Study text:
• • • •

Every pregnant woman who has considered getting a prenatal genetic test is familiar with the dilemma: Amniocentesis and chorionic villus sampling (CVS) are the only available diagnostic tests that can say for sure whether a fetus has a devastating genetic disorder—but these tests are invasive, and each carries a small risk of miscarriage. Now, researchers are developing a less invasive test that collects fetal cells from a maternal blood sample using an antibody-coated chip, allowing for conclusive testing for genetic disorders with a simple blood draw (ACS Nano 2017, DOI: 10.1021/acsnano.7b03073).
In amniocentesis and CVS, doctors insert needles or catheters into the uterus to collect placental cells. These cells, called trophoblasts, share the same genome as the developing fetus. But the trophoblasts don’t remain exclusively in the uterus. “During early pregnancy, the growth of the placenta is a little like the growth of a tumor,” says Hsian-Rong Tseng of the University of California, Los Angeles. The placenta grows into and essentially invades the uterus. The end result is that some of the trophoblasts end up circulating in the maternal blood. Tseng’s team had previously developed a chip that captures tumor cells from blood samples (Acc. Chem. Res.2014, DOI: 10.1021/ar5001617) and realized they could adapt the method to capturing trophoblasts.
The researchers covered a piece of glass with a forest of nanosized poly(lactic-co-glycolic acid) pillars, which provide ample surface area for attaching the bait to capture cells of interest. To capture trophoblasts in particular, Tseng and colleagues attached an antibody that binds to a trophoblast surface protein to the nanopillars. Then, they applied blood samples obtained from six mothers carrying normal male fetuses and nine mothers carrying fetuses with genetic abnormalities, such as trisomy 21 (Down Syndrome), to the chip. The nanopillar chip captured 80% of the trophoblasts in blood samples spiked with a known trophoblast concentration, compared with 20 – 30% for a flat antibody-coated chip, says Tseng. That boost was critical, he says, with only two to six trophoblasts per 2 mL of maternal blood. The researchers still had to use 10 mL of blood to gather enough cells for genetic analysis.

• • • •

Prompt A: Repeat the part of the article on prenatal genetic testing starting at "Every pregnant woman" and ending at "2017, DOI: 10.1021/acsnano.7b03073).".
Prompt B: According to the article on prenatal genetic testing, what share of the trophoblasts in blood samples spiked with a known trophoblast concentration did the nanopillar chip capture?
Prompt C: Pick up the article on prenatal genetic testing after its last sentence and keep writing it.

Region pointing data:
• • • •

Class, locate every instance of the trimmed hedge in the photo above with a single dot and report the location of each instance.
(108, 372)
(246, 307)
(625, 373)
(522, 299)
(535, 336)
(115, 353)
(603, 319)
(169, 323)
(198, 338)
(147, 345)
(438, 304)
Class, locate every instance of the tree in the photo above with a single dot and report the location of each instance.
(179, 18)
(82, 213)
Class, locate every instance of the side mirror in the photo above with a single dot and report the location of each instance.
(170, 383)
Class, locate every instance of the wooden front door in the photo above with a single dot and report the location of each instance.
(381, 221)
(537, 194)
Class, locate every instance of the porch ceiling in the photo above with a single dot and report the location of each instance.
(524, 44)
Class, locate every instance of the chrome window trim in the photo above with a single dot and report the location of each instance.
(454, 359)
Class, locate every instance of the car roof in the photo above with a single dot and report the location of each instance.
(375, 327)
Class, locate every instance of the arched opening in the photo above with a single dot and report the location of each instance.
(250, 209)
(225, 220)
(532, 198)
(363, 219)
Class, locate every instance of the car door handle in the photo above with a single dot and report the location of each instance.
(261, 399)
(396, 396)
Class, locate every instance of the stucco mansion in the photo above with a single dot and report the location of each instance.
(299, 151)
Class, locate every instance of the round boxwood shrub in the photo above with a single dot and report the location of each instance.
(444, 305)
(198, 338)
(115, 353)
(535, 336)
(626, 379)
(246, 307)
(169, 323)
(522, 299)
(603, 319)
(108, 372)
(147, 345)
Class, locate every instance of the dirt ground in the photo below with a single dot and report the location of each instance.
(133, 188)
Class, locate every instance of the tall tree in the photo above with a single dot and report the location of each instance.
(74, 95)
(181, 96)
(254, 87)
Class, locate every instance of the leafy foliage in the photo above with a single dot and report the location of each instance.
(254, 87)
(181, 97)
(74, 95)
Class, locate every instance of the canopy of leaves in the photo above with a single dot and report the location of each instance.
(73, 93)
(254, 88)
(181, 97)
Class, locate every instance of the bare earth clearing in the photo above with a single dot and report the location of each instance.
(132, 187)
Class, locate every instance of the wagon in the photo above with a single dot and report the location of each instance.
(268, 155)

• • • •

Response area A:
Every pregnant woman who has considered getting a prenatal genetic test is familiar with the dilemma: Amniocentesis and chorionic villus sampling (CVS) are the only available diagnostic tests that can say for sure whether a fetus has a devastating genetic disorder—but these tests are invasive, and each carries a small risk of miscarriage. Now, researchers are developing a less invasive test that collects fetal cells from a maternal blood sample using an antibody-coated chip, allowing for conclusive testing for genetic disorders with a simple blood draw (ACS Nano 2017, DOI: 10.1021/acsnano.7b03073).

Response area B: 80%

Response area C:
To isolate the fetal cells from others stuck on the chip, the researchers tagged the trophoblasts with fluorescent antibodies and then used laser capture microdissection to collect only those cells that glowed. Using commercial microarrays, they analyzed the trophoblast genotypes, correctly identifying the sex and whether the fetus had genetic abnormalities for all 15 samples, as confirmed with amniocentesis or CVS.
“The fishing of the cells is innovative,” says Sascha Drewlo of Wayne State University, but he says the approach still needs to overcome significant hurdles before it’s ready for commercial application, including boosting the number of cells captured and lowering the amount of blood needed for analysis. Tseng is aware of these challenges, and hopes to improve his cell yield in future experiments by obtaining trophoblasts from cervical samples instead of maternal blood. “A pap smear sample can yield hundreds of trophoblasts,” says Tseng.
Tseng cofounded a company, FetoLumina Technologies, to commercialize the chip technology.